So, I've got to come up with another torch, and it looks like whatever torch you're running
really gets the job done; thus my interest.

Cheers,

Mike


----------



## philddreamer (Aug 6, 2014)

I started out with a Mapp torch for pre-heating and a small oxy-acet torch for finishing the melt in my old little "furnace" made of woodstove bricks.

When I put together the Kaowool bricks furnace, I used the torch I got from Butcher. 
I did a melt 2 days ago and I ckecked the temp; it was 2,000F! This is using only propane. I'm happy with it! 8) 

Phil


----------



## butcher (Aug 7, 2014)

Back yard metal casting and forging is a good site to learn how to make some types of small furnace burners, or and learn how to make some types of furnaces.

◇ ◇ ◇ ◇

▶ SET OF TASKS:
**1)** In the forum thread about furnace torches, what temperature did Phil record during his melt two days earlier?
**2)** List every torch that Phil says he has used in the forum thread about furnace torches.
**3)** Pick up the forum thread about furnace torches after its last sentence and keep it going.
The material from here on is separate from the forum thread about furnace torches.

▶ STORED DATA:
◇ ◇ ◇ ◇

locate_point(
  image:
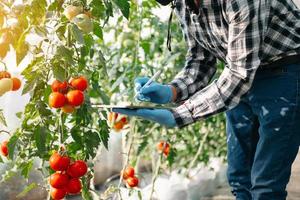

◇ ◇ ◇ ◇

▶ FINAL ANSWERS:
**1)** 2,000F

**2)**
- A Mapp torch
- A small oxy-acet torch
- The torch he got from Butcher

**3)**
http://www.backyardmetalcasting.com/

Normally for gold or silver a good torch and a melting dish is a about all you need, with some of the better small torches you may need to help contain the heat from the torch with Kwool or soft fire brick refractory.

The gold refining forum is a great resource of information on types of torch and dish which will work to melt gold, the different types of fire brick or refractory material which can be used, and different setups of furnaces, and what can work and what does not work.

I really like seeing that picture of Philddreamers glowing red furnace. Like the younger generation might say it looks so hot it is cool.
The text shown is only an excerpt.